PROMPT -> Every record must appear in the response exactly as given.

AVAILABLE DATA ->
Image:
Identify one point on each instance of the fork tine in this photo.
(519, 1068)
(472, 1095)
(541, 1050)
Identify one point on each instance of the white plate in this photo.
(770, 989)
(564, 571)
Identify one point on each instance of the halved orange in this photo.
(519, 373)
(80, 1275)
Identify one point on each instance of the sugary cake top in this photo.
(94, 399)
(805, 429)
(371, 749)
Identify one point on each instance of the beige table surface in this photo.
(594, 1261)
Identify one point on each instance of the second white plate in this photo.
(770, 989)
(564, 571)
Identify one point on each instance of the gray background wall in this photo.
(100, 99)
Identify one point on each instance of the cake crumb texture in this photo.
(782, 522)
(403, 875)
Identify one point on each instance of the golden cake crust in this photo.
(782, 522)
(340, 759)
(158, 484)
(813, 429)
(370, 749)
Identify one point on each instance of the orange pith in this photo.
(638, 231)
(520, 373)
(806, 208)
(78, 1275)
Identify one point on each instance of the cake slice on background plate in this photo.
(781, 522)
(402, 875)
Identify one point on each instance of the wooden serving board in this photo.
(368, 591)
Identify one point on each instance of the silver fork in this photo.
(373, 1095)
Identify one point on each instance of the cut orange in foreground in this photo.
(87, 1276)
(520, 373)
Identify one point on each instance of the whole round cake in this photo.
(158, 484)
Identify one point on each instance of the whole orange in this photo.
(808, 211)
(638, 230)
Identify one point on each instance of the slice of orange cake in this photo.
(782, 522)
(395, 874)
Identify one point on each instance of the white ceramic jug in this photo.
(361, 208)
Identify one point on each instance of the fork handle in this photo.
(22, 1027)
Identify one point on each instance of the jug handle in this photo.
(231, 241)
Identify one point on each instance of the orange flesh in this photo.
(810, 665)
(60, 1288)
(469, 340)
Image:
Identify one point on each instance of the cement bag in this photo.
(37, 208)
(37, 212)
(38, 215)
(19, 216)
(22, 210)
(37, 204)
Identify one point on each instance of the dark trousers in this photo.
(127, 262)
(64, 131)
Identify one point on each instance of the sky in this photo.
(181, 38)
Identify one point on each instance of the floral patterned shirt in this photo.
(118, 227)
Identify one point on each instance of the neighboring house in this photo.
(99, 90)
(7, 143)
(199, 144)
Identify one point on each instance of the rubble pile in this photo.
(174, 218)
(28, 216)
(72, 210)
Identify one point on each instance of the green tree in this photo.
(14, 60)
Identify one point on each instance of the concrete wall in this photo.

WRITTEN ANSWER ->
Image:
Identify one point on each instance of the fork tine in this photo.
(519, 1068)
(472, 1095)
(541, 1050)
Identify one point on each instance of the white plate in this photo.
(770, 989)
(564, 571)
Identify one point on each instance of the halved orange in this photo.
(519, 373)
(80, 1275)
Identify one point on each instance of the sugary cake top in this photo.
(94, 399)
(805, 429)
(371, 749)
Identify one point on each instance of the beige table surface in this photo.
(594, 1261)
Identify one point on each instance of the second white plate in this photo.
(770, 989)
(564, 571)
Identify one point on each instance of the gray background wall in this photo.
(100, 99)
Identify one point on each instance of the cake crumb texture in this photo.
(782, 522)
(403, 875)
Identify one point on each instance of the golden cake crust in this photo.
(782, 522)
(340, 759)
(158, 484)
(813, 429)
(370, 749)
Identify one point on each instance of the orange pith in this photo.
(638, 231)
(520, 373)
(806, 208)
(78, 1275)
Identify one point on each instance of the cake slice on background plate in this photo.
(781, 522)
(402, 875)
Identify one point on each instance of the wooden serving board in this photo.
(368, 591)
Identify one point on each instance of the silver fork in this photo.
(373, 1095)
Identify one point on each instance of the cut orange in foreground in this photo.
(87, 1276)
(520, 373)
Identify one point on each instance of the whole round cake in this photo.
(158, 484)
Identify one point on each instance of the whole orange in this photo.
(808, 211)
(638, 230)
Identify one point on each instance of the slice of orange cake in this photo.
(782, 522)
(395, 874)
Identify one point on each instance of the white ceramic jug in this photo.
(361, 208)
Identify one point on each instance of the fork handle in this photo.
(22, 1027)
Identify one point on each instance of the jug handle in this photo.
(231, 241)
Identify one point on each instance of the orange flesh in this photo.
(810, 665)
(60, 1288)
(469, 340)
Image:
Identify one point on each instance of the cement bag in this photo.
(37, 208)
(37, 212)
(38, 215)
(19, 216)
(22, 210)
(37, 204)
Identify one point on each instance of the dark trousers in this photo.
(127, 262)
(64, 131)
Identify one point on each instance of the sky in this photo.
(181, 38)
Identify one point on each instance of the floral patterned shirt in this photo.
(118, 227)
Identify one point on each instance of the neighboring house in this photo.
(99, 90)
(7, 143)
(199, 144)
Identify one point on each instance of the rubble pile in this photo.
(174, 218)
(28, 216)
(72, 210)
Identify one point on each instance of the green tree in this photo.
(14, 60)
Identify one point on each instance of the concrete wall in this photo.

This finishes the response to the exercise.